■ **Passage shown**:
--------------------------------
FACILITIES & CAMPUS LIFE

Exchanging Gifts
UVM's medical campus has seen some dramatic changes in the past few years with the completion of a new Medical Education Center in 2005. Built adjoining the north end of the Given medical building with a concourse connecting the Center to the Fletcher Allen Ambulatory Care Center, the new facility provides students and faculty state-of-the-art medical classrooms and technology that support the College of Medicine's groundbreaking Vermont Integrated Curriculum.
Classrooms in the Medical Education Center take advantage of the latest in educational technology, including videoconferencing capabilities that can put students and faculty in a virtual remote location, whether it's in a lab across the campus or an operating room across the country.
One of those classrooms is named for a generous doctor whose bond with the College of Medicine goes back more than four decades, and who still plays a central role in the life of the College of Medicine.
Mimi Reardon, MD'67, came to the College of Medicine as a first-year student in 1963, one of just five women in a class of 50 medical students. During a 27 year career as a primary care physician in the Burlington area, she stayed close to the College of Medicine, teaching classes and giving of her time as a volunteer in various capacities. Always an advocate for patients and a voice to be heeded on Vermont and national health care issues, she agreed to accept the position of associate dean for primary care in the College of Medicine when it was created in 1993 and began what would become an extraordinary second career devoted to improving access to primary care across Vermont, especially its underserved areas.
During her time as associate dean, Dr. Reardon spearheaded the effort to establish Vermont's three regional Area Health Education Centers, securing the funding and getting them operational, with the goal of improving health care for all Vermonters. She championed the creation of Vermont's MedQuest program, which provides hands-on health care career programs for high school students and helps to build Vermont's health care workforce. And she was a key figure in establishing UVM's relationship with the Freeman Foundation, whose generous funding of the Freeman Medical Scholars Program and Freeman Nurse Scholars Program has provided millions of dollars annually to strengthen Vermont's health care infrastructure.
--------------------------------
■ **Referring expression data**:
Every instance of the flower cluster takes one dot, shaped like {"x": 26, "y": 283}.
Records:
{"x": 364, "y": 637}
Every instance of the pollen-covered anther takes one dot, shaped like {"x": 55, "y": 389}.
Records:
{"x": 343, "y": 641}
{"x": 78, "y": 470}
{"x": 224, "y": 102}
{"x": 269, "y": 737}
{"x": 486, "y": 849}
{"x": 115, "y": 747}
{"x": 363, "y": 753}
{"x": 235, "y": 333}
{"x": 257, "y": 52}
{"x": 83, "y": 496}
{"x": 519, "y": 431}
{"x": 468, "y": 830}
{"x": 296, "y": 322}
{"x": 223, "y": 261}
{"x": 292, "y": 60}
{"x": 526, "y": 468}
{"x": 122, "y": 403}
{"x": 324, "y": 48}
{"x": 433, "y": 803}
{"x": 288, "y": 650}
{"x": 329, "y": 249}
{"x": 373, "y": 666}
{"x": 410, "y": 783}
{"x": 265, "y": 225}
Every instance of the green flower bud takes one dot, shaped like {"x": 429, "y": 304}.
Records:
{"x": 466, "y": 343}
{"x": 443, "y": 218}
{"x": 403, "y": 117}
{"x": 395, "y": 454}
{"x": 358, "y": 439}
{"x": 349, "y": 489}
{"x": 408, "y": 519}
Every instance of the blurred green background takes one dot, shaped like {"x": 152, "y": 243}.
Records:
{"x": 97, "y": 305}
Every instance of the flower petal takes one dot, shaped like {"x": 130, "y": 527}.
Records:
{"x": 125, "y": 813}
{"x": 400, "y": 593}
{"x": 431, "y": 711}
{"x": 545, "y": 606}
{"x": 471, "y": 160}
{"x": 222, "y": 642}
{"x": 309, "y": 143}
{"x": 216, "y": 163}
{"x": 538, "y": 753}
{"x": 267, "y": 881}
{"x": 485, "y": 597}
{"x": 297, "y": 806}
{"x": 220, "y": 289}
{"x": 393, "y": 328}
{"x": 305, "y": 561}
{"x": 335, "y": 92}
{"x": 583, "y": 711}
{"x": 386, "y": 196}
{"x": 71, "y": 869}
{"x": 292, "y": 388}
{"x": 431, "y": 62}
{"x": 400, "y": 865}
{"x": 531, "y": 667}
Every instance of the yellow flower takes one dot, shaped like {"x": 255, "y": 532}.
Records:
--------------------------------
■ **Tasks and exercises**:
a. Please quote the passage on UVM's medical campus between "Classrooms in the" and "College of Medicine.", inclusive.
b. Translate this sentence from the passage on UVM's medical campus into Spanish: "Classrooms in the Medical Education Center take advantage of the latest in educational technology, including videoconferencing capabilities that can put students and faculty in a virtual remote location, whether it's in a lab across the campus or an operating room across the country."
c. Answer these from the passage on UVM's medical campus.
(i) In what year was the new Medical Education Center completed?
(ii) How many women were in Mimi Reardon's first-year class of medical students?
(iii) In what year was the position of associate dean for primary care created?
The material is separate from the passage on UVM's medical campus.

■ **List of solutions**:
a.
Classrooms in the Medical Education Center take advantage of the latest in educational technology, including videoconferencing capabilities that can put students and faculty in a virtual remote location, whether it's in a lab across the campus or an operating room across the country.
One of those classrooms is named for a generous doctor whose bond with the College of Medicine goes back more than four decades, and who still plays a central role in the life of the College of Medicine.

b. Las aulas del Centro de Educación Médica aprovechan lo último en tecnología educativa, incluidas capacidades de videoconferencia que pueden situar a estudiantes y profesores en una ubicación remota virtual, ya sea en un laboratorio al otro lado del campus o en un quirófano al otro lado del país.

c.
(i) 2005
(ii) Five, in a class of 50
(iii) 1993